- _TASK DESCRIPTION_:
List each line of the material below that contains the word "railing", copying every such line in full.

- - - -

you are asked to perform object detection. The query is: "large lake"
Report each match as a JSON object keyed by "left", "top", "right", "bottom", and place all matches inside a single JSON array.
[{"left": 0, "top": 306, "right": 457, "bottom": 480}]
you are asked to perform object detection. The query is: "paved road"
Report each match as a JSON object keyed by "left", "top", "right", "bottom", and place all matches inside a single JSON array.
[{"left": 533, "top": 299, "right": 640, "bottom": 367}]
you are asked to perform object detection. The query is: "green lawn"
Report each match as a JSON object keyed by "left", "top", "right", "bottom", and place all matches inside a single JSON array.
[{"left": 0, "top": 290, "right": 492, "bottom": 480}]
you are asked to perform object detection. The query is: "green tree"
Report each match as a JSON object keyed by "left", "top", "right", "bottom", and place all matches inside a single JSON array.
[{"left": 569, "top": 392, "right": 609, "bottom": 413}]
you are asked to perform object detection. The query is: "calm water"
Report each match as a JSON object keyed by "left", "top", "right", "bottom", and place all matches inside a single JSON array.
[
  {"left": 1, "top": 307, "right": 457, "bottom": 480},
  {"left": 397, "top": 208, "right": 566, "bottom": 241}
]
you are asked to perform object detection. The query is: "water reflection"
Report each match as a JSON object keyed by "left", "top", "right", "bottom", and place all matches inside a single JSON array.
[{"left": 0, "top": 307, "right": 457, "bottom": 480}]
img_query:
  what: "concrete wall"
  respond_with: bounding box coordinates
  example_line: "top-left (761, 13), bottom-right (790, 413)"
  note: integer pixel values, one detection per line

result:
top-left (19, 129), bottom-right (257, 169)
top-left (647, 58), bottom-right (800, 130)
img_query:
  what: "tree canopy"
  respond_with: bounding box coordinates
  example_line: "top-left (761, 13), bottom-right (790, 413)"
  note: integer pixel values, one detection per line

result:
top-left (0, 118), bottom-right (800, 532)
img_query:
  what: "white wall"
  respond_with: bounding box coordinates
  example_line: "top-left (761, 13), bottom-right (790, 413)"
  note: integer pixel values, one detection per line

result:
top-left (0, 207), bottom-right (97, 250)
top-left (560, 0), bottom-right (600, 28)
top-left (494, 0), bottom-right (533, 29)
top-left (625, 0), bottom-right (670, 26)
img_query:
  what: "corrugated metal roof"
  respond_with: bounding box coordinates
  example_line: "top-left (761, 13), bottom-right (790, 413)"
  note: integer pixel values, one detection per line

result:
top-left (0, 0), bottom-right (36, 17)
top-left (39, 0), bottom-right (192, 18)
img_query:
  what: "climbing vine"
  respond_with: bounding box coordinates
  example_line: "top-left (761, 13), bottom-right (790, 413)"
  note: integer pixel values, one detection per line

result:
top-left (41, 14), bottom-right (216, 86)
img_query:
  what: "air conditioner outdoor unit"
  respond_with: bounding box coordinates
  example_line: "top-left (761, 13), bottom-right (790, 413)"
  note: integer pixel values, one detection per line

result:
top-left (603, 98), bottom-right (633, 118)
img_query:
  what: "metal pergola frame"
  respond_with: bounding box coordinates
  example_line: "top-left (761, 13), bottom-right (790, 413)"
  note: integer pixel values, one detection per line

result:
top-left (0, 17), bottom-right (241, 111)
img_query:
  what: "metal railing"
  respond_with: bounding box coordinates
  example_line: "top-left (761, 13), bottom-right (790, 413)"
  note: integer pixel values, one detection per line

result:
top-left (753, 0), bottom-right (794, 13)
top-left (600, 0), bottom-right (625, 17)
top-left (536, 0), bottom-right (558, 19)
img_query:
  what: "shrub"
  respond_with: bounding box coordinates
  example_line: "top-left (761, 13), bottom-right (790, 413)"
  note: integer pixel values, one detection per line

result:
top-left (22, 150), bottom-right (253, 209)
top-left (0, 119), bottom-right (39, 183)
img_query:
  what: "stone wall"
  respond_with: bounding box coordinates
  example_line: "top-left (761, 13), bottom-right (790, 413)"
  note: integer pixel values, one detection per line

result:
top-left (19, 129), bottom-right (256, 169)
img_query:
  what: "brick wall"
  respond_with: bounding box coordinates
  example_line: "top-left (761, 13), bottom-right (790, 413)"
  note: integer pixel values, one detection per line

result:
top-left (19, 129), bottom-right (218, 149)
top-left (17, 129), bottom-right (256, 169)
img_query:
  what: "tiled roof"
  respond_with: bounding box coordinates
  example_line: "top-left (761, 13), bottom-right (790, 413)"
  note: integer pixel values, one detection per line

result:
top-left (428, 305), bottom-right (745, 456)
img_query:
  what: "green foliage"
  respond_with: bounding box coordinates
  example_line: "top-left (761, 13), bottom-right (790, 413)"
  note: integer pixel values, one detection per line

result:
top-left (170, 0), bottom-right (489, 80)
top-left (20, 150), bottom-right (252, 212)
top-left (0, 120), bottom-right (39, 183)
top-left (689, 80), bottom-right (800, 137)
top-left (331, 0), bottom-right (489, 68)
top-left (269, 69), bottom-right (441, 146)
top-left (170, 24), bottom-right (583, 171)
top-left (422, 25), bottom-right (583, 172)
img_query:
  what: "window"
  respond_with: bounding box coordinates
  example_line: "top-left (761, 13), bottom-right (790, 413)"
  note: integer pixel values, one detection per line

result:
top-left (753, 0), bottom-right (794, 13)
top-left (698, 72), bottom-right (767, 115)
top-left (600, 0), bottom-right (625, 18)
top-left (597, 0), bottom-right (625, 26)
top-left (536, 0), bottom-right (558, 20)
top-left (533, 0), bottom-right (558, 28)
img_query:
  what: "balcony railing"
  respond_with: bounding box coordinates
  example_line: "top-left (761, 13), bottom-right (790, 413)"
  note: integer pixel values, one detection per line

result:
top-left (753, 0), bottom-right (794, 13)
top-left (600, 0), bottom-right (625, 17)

- - - -

- _FINISHED TASK_:
  what: "metal railing"
  what: "balcony railing"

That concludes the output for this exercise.